**SHORT PROBLEM**
Retype the data word for word, starting at the line that contains "Tag the brick" and ending with the line that contains "[(193, 300)]".
##### AVAILABLE RECORDS
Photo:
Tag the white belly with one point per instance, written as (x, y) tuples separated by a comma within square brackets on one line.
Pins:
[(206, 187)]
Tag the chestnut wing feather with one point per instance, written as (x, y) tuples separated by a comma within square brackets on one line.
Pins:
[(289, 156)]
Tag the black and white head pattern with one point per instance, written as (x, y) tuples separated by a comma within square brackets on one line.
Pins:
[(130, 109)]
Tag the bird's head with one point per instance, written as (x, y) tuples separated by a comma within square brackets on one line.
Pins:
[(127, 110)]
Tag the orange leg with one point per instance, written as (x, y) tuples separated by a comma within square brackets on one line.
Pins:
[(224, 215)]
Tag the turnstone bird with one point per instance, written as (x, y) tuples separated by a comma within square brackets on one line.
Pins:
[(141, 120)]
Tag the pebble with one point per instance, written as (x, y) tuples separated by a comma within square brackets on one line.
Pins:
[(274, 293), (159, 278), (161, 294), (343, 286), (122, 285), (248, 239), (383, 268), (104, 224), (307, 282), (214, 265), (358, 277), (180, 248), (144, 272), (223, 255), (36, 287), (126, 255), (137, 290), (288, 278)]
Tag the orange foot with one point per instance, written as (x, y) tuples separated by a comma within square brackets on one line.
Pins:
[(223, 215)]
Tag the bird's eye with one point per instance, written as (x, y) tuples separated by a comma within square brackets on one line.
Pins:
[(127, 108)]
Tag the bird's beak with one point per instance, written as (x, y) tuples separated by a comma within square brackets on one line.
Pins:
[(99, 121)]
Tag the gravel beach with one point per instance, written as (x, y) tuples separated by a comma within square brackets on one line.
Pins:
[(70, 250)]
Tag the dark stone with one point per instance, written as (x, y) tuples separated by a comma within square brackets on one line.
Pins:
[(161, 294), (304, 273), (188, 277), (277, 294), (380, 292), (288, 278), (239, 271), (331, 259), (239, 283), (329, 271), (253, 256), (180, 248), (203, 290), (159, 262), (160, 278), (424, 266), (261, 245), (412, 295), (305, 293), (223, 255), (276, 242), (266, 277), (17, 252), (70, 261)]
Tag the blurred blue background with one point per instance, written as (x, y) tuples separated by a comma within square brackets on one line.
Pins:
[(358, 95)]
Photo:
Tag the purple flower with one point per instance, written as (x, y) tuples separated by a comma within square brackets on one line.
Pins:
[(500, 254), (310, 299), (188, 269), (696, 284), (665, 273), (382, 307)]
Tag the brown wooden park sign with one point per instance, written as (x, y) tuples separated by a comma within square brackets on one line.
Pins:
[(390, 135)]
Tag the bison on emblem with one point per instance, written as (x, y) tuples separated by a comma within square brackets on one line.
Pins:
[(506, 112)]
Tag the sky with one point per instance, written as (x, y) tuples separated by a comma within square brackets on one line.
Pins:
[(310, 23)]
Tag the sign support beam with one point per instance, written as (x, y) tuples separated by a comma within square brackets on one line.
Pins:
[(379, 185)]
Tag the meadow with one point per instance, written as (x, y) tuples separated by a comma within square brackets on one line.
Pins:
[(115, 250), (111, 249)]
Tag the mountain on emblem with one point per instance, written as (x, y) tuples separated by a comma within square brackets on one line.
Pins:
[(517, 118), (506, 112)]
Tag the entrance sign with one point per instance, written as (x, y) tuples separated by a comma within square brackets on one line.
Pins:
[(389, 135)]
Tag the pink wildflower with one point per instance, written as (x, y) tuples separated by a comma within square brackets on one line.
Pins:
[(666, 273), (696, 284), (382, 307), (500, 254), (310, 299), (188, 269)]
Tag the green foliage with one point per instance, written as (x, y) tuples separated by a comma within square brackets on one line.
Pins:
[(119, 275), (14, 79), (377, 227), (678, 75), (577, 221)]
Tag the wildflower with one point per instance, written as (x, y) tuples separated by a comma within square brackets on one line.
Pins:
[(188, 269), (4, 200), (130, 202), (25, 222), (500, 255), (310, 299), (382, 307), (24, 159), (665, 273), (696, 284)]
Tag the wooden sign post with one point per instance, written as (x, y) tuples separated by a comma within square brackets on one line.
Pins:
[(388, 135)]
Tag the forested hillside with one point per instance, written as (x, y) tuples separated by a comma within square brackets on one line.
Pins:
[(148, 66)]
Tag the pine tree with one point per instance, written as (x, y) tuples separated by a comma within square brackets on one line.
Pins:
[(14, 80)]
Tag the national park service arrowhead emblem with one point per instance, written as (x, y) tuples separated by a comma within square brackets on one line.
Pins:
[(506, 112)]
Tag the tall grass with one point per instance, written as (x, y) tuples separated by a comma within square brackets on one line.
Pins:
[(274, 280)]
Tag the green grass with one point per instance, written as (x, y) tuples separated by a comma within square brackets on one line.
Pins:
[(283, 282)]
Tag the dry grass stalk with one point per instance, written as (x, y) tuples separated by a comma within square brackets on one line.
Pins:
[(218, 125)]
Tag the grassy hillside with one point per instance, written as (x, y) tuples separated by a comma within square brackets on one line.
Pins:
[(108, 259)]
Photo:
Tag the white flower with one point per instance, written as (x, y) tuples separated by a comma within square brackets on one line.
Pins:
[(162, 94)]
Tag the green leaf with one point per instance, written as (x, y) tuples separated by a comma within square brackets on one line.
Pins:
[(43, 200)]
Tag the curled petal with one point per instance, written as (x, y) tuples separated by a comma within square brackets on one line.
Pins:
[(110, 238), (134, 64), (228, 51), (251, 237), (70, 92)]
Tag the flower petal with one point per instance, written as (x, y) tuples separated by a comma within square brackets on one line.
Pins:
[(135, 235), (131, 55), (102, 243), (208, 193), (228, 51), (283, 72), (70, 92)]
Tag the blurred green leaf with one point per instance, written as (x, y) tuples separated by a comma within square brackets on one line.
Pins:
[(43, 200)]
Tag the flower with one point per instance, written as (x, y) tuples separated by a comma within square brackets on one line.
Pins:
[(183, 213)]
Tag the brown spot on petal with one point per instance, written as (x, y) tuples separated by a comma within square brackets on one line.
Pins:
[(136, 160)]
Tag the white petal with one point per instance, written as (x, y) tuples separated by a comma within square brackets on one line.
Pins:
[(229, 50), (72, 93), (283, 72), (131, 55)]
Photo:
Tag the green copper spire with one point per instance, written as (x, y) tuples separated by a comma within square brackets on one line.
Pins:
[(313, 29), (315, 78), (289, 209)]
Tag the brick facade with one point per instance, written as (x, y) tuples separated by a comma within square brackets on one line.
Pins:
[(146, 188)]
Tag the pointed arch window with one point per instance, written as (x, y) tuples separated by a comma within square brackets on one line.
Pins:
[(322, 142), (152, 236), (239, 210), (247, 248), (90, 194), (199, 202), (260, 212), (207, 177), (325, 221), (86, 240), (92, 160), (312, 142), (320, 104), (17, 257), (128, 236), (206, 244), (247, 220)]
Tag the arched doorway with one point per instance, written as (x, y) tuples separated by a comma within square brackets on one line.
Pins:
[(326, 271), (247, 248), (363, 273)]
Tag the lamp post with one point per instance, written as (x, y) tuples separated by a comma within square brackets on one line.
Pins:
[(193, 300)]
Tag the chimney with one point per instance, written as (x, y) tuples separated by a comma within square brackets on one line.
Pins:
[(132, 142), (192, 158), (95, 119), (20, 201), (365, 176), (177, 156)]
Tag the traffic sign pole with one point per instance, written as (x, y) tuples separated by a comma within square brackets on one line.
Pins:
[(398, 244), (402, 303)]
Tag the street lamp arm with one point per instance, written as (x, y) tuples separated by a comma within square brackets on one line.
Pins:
##########
**EXERCISE RESPONSE**
Tag the brick facade with one point per instance, written as (x, y) tuples separated by a comma within square brackets on one line.
Pins:
[(146, 188)]
Tag the pointed arch window with one point per instance, written as (x, y) tuples separated by a comma within square brackets on one line.
Pins:
[(322, 142), (152, 236), (239, 210), (247, 248), (90, 194), (199, 202), (260, 212), (207, 177), (325, 221), (86, 240), (92, 160), (312, 142), (320, 104), (17, 257), (128, 236), (206, 244), (247, 220)]
Tag the arched doorway with one point per instance, written as (x, y) tuples separated by a comma within square brackets on one line.
Pins:
[(326, 271), (247, 248), (363, 273)]
Tag the lamp post with one point per instance, written as (x, y) tuples separated by a comma within square brackets on one line.
Pins:
[(193, 300)]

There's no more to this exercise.